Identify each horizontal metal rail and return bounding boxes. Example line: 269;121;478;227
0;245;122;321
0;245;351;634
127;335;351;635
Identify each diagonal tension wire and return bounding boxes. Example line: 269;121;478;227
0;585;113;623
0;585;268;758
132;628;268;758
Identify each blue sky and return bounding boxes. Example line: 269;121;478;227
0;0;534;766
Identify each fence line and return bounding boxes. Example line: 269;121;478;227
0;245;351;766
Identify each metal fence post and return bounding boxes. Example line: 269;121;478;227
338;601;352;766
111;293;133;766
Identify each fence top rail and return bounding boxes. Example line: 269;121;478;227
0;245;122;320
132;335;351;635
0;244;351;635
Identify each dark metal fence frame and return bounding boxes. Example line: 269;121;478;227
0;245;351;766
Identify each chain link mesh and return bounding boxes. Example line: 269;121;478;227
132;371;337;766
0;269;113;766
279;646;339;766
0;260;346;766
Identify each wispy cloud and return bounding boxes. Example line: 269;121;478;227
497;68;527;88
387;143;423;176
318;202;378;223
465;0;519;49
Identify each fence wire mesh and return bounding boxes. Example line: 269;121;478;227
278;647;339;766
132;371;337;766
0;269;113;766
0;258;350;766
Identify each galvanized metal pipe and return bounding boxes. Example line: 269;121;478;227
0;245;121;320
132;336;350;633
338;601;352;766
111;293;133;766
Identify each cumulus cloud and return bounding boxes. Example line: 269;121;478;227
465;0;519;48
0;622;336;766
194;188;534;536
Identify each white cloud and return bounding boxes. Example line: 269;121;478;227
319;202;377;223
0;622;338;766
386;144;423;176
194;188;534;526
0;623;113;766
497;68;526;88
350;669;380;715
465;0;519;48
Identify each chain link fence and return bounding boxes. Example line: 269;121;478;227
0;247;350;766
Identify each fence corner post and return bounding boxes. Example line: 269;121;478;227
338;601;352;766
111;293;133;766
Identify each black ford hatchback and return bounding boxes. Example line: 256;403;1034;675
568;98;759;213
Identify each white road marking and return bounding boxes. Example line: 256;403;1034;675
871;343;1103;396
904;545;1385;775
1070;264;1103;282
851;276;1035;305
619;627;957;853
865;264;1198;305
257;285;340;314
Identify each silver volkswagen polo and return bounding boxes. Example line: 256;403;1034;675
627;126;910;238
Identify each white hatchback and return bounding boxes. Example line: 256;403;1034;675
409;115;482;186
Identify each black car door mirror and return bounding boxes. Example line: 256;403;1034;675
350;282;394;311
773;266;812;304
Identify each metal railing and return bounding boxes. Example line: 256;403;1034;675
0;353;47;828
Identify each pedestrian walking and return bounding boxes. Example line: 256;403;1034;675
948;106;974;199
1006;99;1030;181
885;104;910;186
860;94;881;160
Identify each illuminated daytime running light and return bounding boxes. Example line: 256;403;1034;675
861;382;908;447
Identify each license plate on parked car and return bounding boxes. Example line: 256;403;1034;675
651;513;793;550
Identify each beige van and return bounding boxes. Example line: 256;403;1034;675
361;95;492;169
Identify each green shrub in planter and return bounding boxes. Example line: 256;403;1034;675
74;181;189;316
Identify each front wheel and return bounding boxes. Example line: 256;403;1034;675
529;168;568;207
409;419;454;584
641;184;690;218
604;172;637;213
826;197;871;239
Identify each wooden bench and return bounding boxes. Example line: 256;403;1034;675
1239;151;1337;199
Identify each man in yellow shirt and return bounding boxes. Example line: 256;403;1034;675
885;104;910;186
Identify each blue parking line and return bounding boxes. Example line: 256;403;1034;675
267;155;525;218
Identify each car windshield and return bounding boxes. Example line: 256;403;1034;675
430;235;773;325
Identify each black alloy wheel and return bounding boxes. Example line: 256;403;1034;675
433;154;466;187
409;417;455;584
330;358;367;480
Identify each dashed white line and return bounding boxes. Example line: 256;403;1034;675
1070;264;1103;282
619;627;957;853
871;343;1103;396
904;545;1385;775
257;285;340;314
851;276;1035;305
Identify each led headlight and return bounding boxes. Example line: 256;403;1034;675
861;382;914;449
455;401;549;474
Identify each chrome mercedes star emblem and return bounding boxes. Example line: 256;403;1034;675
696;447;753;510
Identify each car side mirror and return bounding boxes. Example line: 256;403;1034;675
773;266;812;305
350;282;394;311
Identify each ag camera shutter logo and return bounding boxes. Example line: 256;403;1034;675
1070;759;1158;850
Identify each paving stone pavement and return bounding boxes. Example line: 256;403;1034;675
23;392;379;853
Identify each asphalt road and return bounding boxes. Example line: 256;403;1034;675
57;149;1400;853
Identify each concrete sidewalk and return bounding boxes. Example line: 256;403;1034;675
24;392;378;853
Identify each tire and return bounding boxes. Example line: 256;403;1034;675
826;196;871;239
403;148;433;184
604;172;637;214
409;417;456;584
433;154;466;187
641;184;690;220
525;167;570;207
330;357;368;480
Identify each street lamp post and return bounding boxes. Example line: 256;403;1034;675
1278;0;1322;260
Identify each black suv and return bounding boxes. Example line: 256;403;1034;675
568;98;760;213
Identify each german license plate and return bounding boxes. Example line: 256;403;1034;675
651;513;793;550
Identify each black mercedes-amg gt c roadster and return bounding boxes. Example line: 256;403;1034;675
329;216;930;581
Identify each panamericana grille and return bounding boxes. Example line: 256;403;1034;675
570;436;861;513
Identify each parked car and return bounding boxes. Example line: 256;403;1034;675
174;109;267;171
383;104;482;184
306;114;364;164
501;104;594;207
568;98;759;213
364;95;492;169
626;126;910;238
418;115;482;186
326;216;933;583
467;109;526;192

**EXERCISE TASK:** Render all of the material above as a two-column CSV with the header instruction,response. Give each instruction one row with its response, put each field in double quotes, and replace every line break with a space.

**THE COMPLETED TASK:**
instruction,response
"Identify each horizontal metal rail and return bounding boxes. Example line: 269;121;478;227","0;245;122;321 0;245;351;634 127;335;351;635"
"Identify each diagonal tension wire and return bounding boxes. Example line: 269;121;478;227","0;585;113;623 0;585;268;758 132;628;268;758"
"Identify each blue sky and return bounding boxes. Example line: 269;121;478;227","0;0;534;766"
"Identify each fence line and return bounding boxes. Example line: 269;121;478;227","0;245;351;766"
"Identify each metal fence post and return bounding boxes. Example line: 269;121;478;227","338;601;352;766 111;293;133;766"
"Identify each fence top rail and return bounding boxes. Example line: 269;121;478;227","0;245;122;320 132;335;351;635 0;244;351;635"
"Identify each dark metal fence frame and return bounding boxes. Example line: 269;121;478;227","0;245;351;766"
"Identify each chain link mesh and return bounding boxes. Example line: 269;121;478;227","132;371;337;766 0;269;113;766 279;646;339;766 0;260;346;766"
"Identify each wispy cloud and return bounding boxes. Example line: 269;121;478;227","497;68;527;88 387;143;423;176 318;202;378;223 465;0;519;49"
"Identify each fence wire mesh and return bounding boxes. Example line: 269;121;478;227","278;647;339;766 132;371;337;766 0;269;113;766 0;258;350;766"
"Identify each galvanized metal pipe and return bounding boxes. Example line: 269;121;478;227","0;245;121;320 132;336;350;633 338;601;352;766 111;293;133;766"
"Identify each cumulus cloud and return bounding boxes. Example line: 269;121;478;227","465;0;519;48 0;622;336;766 194;188;534;536"
"Identify each white cloud and return bounding boxes. Example line: 269;121;478;227","319;202;377;223 0;622;338;766 386;144;423;176 194;188;534;526 0;623;113;766 497;68;526;88 350;669;380;715 465;0;519;48"
"Identify each chain link fence and return bounding boxes. Example line: 269;121;478;227","0;247;350;766"
"Identify each fence corner post and return bounding boxes. Example line: 269;121;478;227","338;601;352;766 111;293;133;766"
"Identify each black ford hatchback and return bounding boxes. Example line: 256;403;1034;675","568;98;759;213"
"Identify each white road marking and return bounding boxes. Example line: 256;403;1034;675","871;343;1103;396 904;545;1385;775 1070;264;1103;282 851;276;1035;305 619;627;957;853 865;264;1198;305 257;285;340;314"
"Identify each silver volkswagen polo and return bounding boxes. Example line: 256;403;1034;675","627;126;910;238"
"Identify each white hatchback and return bounding boxes. Example line: 256;403;1034;675","409;115;482;186"
"Identify each black car door mirror and return bounding boxes. Example line: 256;403;1034;675","350;282;394;311 773;266;812;304"
"Identify each metal railing and return bounding boxes. Example line: 256;403;1034;675","0;353;47;828"
"Identify each pedestrian walking and return bounding boxes. Example line: 256;403;1034;675","948;106;974;199 1006;99;1030;181 885;104;910;186 860;94;881;160"
"Identify each illuminated daytime running light and return bounding boxes. Example line: 256;403;1034;675","861;382;908;447"
"Identify each license plate on parked car and return bounding boxes. Example line: 256;403;1034;675","651;513;793;550"
"Identify each beige van and return bounding boxes. Example line: 256;403;1034;675","361;95;492;169"
"Identify each green shrub in planter and return bounding boxes. Example line: 256;403;1034;675","74;181;189;316"
"Identify each front wheel and return bounding boxes. Example line: 256;403;1034;675","529;168;568;207 409;419;454;584 641;184;690;218 604;172;637;213 826;197;871;239"
"Identify each wooden bench and return bounding boxes. Example line: 256;403;1034;675","1239;151;1337;199"
"Identify each man in yellow shirt and return bounding boxes. Example line: 256;403;1034;675","885;104;910;186"
"Identify each blue parking line and return bounding boxes. Example line: 256;403;1034;675","267;155;525;218"
"Identify each car windshield and return bounding boxes. Example line: 256;403;1034;675","430;235;773;325"
"Identify each black alloy wheel and return bounding boxes. Example line: 256;403;1034;675","433;154;466;187 409;417;455;584 330;358;367;480"
"Identify each dashed white line and return bounding boxes. Example line: 256;403;1034;675","1070;264;1103;282 619;627;957;853 871;343;1103;396 904;545;1385;775 257;285;340;314 851;276;1035;305"
"Identify each led headlight and return bounding boxes. Example line: 256;403;1034;675","861;382;914;449 455;401;549;474"
"Identify each chrome mercedes star emblem and return bounding boxes. Example line: 256;403;1034;675","696;447;753;510"
"Identify each car side mirror and return bounding boxes. Example line: 256;403;1034;675","773;266;812;305 350;282;394;311"
"Identify each ag camera shutter logo and return bounding boxes. Example line: 256;403;1034;675","1070;759;1158;850"
"Identify each paving stone pavement and return bounding boxes. Example line: 256;403;1034;675","23;392;379;853"
"Identify each asphalt road and return bounding boxes. Example line: 256;403;1034;675","57;149;1400;853"
"Identify each concrete sidewalk and return bounding boxes. Example line: 256;403;1034;675","24;392;378;853"
"Identify each tire and return bounding boxes. Example line: 256;403;1034;675","826;196;871;239 403;148;433;184 604;172;637;214 409;417;456;584 433;154;466;187 641;184;690;220 525;167;570;207 330;357;368;480"
"Identify each street lamp post and return bounding boxes. Example line: 256;403;1034;675","1278;0;1322;260"
"Identify each black suv and return bounding boxes. Example line: 256;403;1034;675","568;98;760;213"
"Identify each german license plate and return bounding boxes. Example line: 256;403;1034;675","651;513;793;550"
"Identify each black mercedes-amg gt c roadster and return bounding boxes. Example line: 256;403;1034;675","329;216;930;581"
"Identify each panamericana grille and return bounding boxes. Example line: 256;403;1034;675","570;436;861;513"
"Identify each parked car and return bounding boxes. Example line: 256;403;1034;675","174;109;267;171 383;104;482;184 306;114;364;164 501;104;594;207 568;98;759;213 364;95;492;169 626;126;910;238 418;115;482;186 326;216;933;583 467;109;526;192"